WHAT IS BEING ASKED: This exercise asks for a copy of each line in the records below with the word "sloping" in it.

(DATA IN THIS EXERCISE)

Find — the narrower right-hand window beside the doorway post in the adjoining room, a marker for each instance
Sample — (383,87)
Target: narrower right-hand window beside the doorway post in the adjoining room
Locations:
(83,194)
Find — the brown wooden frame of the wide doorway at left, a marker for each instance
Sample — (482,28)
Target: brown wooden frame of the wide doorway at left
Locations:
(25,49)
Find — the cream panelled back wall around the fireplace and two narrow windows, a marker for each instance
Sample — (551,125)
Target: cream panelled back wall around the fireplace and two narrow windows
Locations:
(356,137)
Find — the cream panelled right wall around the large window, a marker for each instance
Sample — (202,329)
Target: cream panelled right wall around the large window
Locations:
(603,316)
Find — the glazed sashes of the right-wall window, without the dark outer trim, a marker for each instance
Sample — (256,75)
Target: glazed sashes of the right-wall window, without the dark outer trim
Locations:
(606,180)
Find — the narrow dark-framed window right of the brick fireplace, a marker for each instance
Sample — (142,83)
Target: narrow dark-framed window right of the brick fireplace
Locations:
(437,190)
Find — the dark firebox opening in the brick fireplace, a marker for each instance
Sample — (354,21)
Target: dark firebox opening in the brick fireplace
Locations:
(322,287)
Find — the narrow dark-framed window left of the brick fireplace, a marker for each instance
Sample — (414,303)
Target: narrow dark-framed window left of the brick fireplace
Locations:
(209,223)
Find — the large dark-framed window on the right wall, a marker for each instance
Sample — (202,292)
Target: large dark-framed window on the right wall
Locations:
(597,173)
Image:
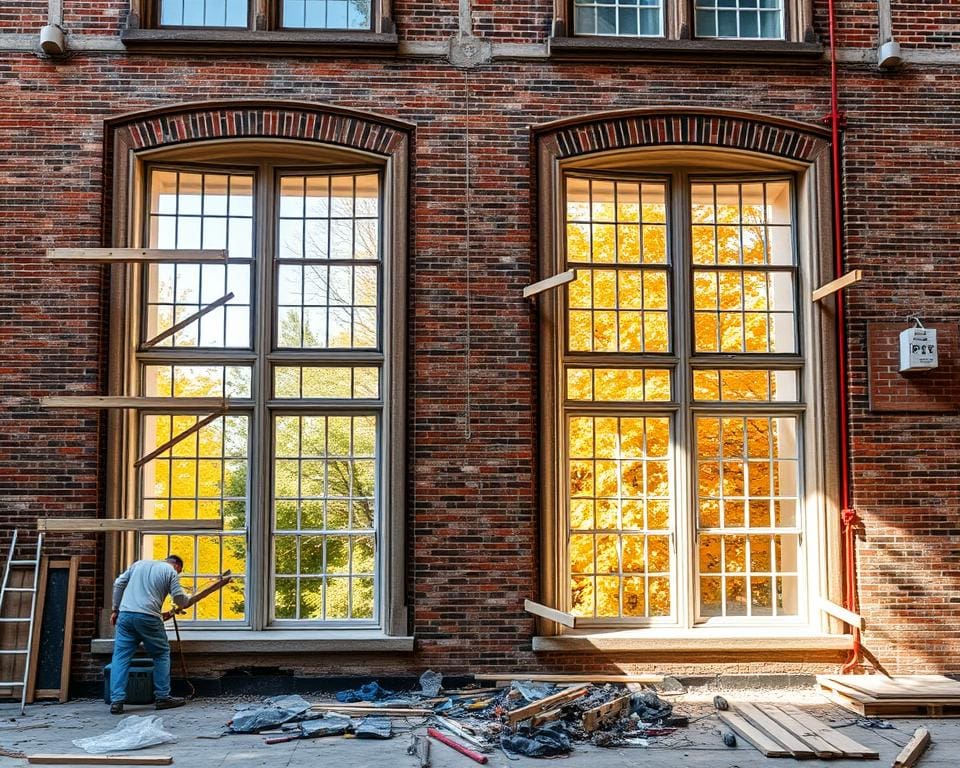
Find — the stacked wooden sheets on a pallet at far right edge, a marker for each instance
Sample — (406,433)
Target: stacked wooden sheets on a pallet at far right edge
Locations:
(900,696)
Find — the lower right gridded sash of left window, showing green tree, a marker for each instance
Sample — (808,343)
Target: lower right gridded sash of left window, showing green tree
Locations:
(324,517)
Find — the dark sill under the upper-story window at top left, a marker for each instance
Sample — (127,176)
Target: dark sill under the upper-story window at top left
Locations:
(313,42)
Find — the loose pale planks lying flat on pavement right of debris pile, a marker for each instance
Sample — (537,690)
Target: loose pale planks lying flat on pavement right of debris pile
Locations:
(786,731)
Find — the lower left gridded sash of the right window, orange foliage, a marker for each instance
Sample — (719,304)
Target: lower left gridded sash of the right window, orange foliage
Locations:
(620,525)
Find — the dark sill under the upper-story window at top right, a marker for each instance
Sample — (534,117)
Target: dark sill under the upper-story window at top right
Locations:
(638,48)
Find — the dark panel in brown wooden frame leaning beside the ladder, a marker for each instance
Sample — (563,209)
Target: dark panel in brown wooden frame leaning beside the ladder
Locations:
(53,629)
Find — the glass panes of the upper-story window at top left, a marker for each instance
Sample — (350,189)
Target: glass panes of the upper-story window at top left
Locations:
(283,14)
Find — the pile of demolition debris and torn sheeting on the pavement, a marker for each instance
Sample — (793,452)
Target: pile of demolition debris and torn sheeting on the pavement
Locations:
(535,719)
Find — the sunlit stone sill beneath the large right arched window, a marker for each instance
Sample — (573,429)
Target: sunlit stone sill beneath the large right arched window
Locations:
(692,642)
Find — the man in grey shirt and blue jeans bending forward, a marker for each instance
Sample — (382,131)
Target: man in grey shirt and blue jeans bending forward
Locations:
(138,595)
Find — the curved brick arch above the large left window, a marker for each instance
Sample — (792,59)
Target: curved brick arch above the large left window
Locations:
(326,125)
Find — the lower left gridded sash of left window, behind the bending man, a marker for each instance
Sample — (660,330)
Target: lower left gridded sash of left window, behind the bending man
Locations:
(202,477)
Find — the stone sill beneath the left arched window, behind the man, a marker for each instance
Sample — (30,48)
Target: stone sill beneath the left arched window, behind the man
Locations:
(277,641)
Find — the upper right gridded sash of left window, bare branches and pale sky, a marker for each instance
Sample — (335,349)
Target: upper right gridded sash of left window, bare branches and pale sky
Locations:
(328,262)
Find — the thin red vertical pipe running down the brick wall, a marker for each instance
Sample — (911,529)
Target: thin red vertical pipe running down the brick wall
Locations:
(848,515)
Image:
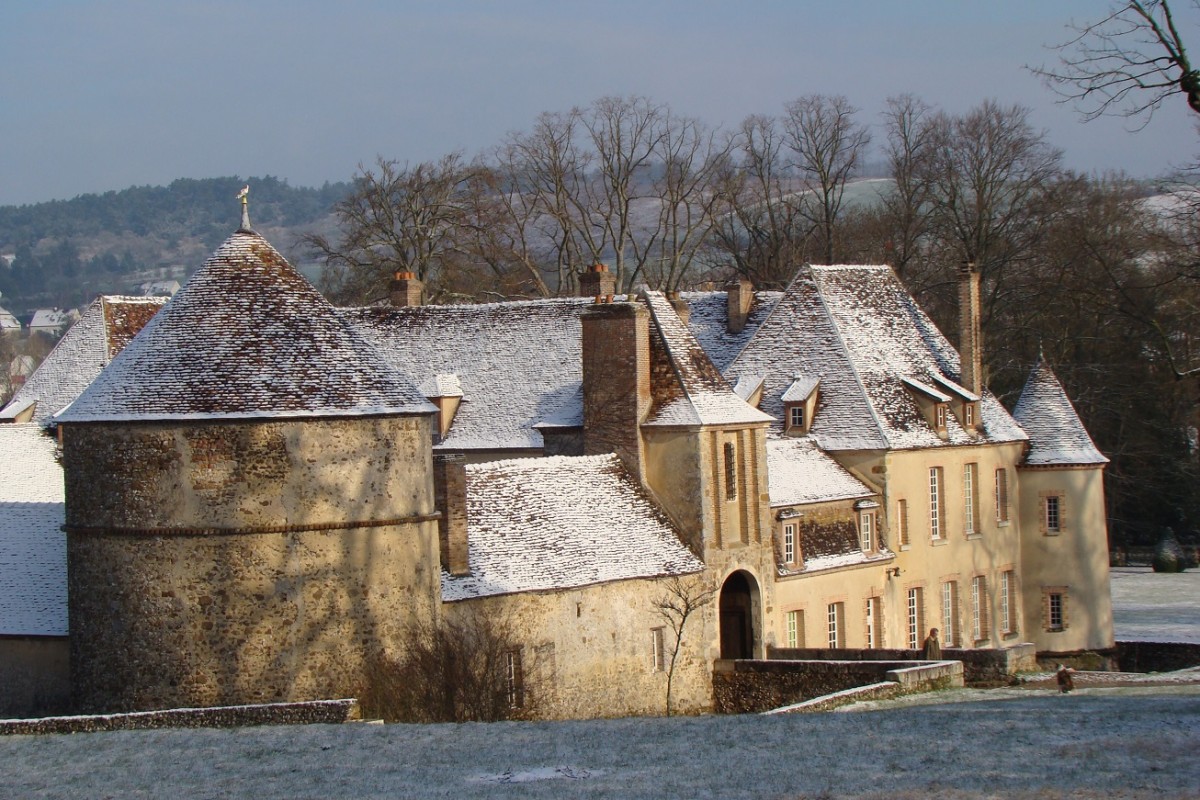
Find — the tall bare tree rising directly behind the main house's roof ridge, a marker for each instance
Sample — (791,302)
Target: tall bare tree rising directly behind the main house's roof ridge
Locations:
(827,148)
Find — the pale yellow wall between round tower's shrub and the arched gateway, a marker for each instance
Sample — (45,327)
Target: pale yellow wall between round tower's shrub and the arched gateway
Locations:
(587,653)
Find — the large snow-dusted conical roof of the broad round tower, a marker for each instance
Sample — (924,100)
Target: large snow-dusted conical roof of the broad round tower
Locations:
(249,338)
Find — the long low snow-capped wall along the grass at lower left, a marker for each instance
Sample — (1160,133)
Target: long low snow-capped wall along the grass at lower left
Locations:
(233,717)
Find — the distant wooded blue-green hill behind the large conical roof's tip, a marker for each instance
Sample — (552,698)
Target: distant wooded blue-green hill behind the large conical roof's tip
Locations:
(65,252)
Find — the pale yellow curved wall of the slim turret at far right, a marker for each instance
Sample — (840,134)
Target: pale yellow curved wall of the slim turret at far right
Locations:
(1075,561)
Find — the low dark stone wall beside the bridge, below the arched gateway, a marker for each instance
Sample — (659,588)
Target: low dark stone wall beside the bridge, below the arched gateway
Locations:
(755,687)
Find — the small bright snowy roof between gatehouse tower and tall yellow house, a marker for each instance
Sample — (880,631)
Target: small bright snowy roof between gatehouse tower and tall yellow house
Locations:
(800,473)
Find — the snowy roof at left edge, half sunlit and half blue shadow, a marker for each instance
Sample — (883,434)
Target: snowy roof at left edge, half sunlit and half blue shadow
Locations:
(33,548)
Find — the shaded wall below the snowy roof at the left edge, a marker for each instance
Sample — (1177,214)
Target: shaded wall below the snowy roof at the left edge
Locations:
(35,676)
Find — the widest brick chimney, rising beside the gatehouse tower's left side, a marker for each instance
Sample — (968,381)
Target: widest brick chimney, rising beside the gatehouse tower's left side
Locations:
(616,353)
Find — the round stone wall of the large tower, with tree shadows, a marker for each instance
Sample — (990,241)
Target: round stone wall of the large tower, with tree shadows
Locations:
(244,563)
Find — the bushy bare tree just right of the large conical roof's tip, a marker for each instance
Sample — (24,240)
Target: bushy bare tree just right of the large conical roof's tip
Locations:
(398,219)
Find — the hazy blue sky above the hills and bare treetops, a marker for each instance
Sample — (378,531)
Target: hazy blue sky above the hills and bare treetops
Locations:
(98,97)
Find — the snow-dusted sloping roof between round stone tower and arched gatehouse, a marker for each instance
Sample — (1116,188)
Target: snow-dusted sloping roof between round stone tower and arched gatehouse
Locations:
(537,525)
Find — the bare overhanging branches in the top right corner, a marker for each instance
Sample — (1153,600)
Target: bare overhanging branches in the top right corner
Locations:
(1126,64)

(End DATA IN THIS EXERCISE)

WORKED SOLUTION:
Find — the snow-dusted sloping roof between round stone tower and arched gatehouse, a marker for each instance
Target: snow-dusted sloping roof between round stone tower and arched gatehouse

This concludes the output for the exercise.